The school’s mission has a lofty vision but i do not see the same commitment in many of the private practice dentists.
My community has a very limited (almost non existent) indigent care dental clinic. My community has a number of free medical clinics and mechanisms for sliding scale payment for medical care, but despite the community’s robust dental practices, many people must travel over 50 miles to obtain dental care purely based on financial factors. Many people in our community are unable to see a dentist at all because of the pay up front policy by every group in the community. The only resort for care becomes the emergency department.
You state “Emergency department visits for oral pain cost nearly $2 billion a year and contribute to the epidemic of opioid addiction.”
The study referenced supports the desperation of suffering patients to find relief at the only place available, the local emergency department. If the dentists were truly “dedicated to improving human health,” i would suspect the dental community would urgently take actions to mitigate this lack of access.
You can blame many factors for the current opioid epidemic. You make an unfair statement not supported by your reference, implicating emergency department care as the cause of the opioid epidemic. In fact, i would directly implicate the dental community for withholding “sophisticated methods for prevention, diagnosis, and treatment” from many in need.
Why try to expand dentists’ scope of practice to include primary care when it appears they are not adequately providing basic dental care.
I don’t know of many physicians who view bundled payments as a good thing. Instead of treating patients and getting paid for each visit, bundles payments incentivize less follow-up care and the avoidance of treatment in order to maximize profit.
Breaking down the wall sounds good in theory, but why on Earth would dentists want to have to use ICD-10 and its nearly 90,000 codes with all of the billing complexities that entails?
Also, breaking down the wall will introduce managed care and meaningful use in ways that dentists have been largely able to avoid until now. Do we really want to go down that road? Have patients really benefitted from seeing their physicians less due to burdensome paperwork?
****************************************
(Explore the material):
1. Translate this sentence from the comment on dental care into Spanish: "The only resort for care becomes the emergency department."
2. Continue the comment on dental care with a few sentences that pick up after its last line.
The listing that comes next is from a separate source.
****************************************
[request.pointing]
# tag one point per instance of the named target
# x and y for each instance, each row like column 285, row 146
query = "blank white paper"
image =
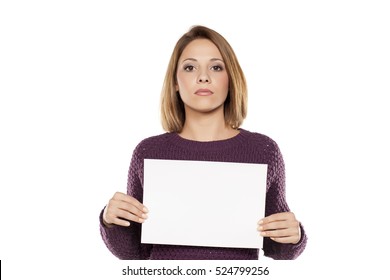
column 203, row 203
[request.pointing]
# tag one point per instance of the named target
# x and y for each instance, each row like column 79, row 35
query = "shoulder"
column 260, row 140
column 155, row 142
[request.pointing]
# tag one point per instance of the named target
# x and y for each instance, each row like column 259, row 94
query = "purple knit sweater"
column 246, row 147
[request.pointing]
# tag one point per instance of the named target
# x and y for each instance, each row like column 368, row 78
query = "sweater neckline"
column 238, row 139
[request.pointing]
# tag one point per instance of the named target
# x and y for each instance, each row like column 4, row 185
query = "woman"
column 203, row 104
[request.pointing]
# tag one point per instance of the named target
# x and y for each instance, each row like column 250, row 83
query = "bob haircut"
column 235, row 106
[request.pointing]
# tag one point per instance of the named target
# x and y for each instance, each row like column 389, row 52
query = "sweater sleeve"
column 125, row 242
column 276, row 203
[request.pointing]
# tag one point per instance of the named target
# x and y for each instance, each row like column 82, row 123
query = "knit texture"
column 245, row 147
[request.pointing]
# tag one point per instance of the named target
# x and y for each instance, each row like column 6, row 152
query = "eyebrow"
column 193, row 59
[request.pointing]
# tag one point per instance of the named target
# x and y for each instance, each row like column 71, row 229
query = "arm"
column 124, row 240
column 289, row 241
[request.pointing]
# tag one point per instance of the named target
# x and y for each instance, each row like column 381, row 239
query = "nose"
column 203, row 78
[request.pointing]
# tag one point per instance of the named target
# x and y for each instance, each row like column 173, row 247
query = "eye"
column 189, row 68
column 217, row 68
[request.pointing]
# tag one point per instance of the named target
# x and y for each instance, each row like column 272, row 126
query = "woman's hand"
column 281, row 227
column 122, row 208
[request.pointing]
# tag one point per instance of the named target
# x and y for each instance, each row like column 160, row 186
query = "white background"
column 80, row 85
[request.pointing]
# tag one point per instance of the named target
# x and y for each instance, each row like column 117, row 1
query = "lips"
column 203, row 92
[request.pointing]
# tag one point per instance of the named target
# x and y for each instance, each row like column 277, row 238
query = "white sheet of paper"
column 203, row 203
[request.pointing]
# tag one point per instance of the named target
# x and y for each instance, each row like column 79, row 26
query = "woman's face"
column 202, row 80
****************************************
(Answers to the exercise):
1. El único recurso para recibir atención termina siendo el servicio de urgencias.

2.
I am all for educating dentists on the rest of the body, but not if it comes at the expense of their dental training. Many dental students do not undergo residency training. They need as much exposure to the actual practice of dentistry during school that they can get. Demanding that they spend more time learning procedures not related to the practice of dentistry may mean that we produce worse dentists. One way around this would be requiring a residency, but with many dental schools costing significantly more than medical school these days, that seems an untenable solution.
The wall between medicine and dentistry has largely served to protect dentistry from the problems that now plague medicine. I think this is a case of being careful what we wish for.
Great stuff.
.been preaching this for years. I have collaborated with all of our local medical groups. Thousands of docs…and me. Ibwould love to aid in the battle. Btw your verbiage is straight off of one of my websites
popc.com…..great minds think alike!
Excellent article.
We use to have some multi professional actions but it does not create real integration
Once more congratulation,Prof Bruce!!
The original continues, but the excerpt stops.